#### Input for this task
········

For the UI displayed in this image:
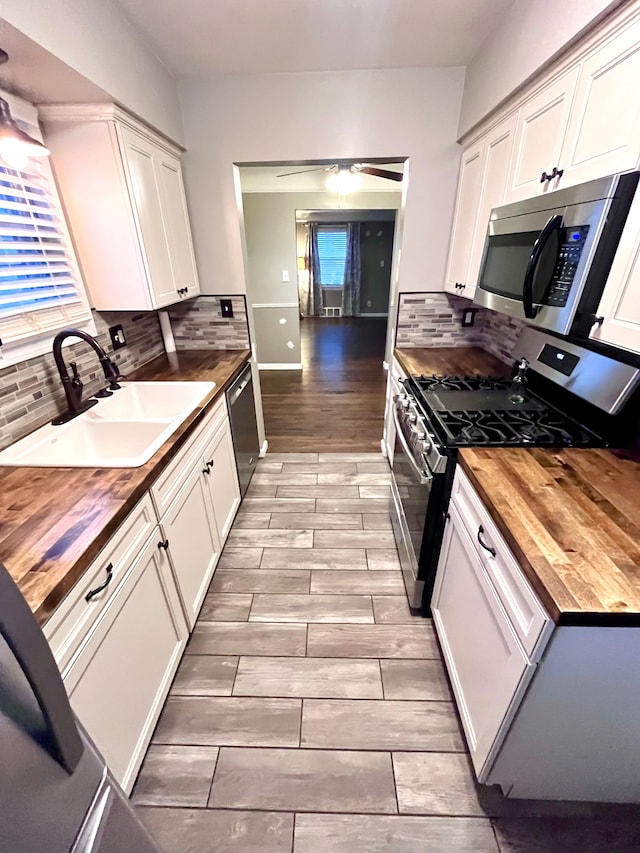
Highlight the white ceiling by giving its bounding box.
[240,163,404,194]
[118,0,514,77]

········

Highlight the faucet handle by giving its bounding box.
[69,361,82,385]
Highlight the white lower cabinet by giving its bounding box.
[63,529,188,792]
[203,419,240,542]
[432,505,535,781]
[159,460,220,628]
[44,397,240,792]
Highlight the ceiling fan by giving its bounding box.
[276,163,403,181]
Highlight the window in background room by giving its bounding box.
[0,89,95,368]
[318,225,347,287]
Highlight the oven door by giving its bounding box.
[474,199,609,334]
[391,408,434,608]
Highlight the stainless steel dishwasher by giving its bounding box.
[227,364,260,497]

········

#### Request
Can you rewrite the rows between the line holding "For the UI displayed" and the line holding "[118,0,514,77]", inclusive, keeping the requests as they are but adding 47 to every bounding box coordinate in the answers? Leave out the pictures.

#### The answer
For the UI displayed in this image:
Highlight the white ceiling by giving its bounding box.
[287,210,451,241]
[165,47,561,124]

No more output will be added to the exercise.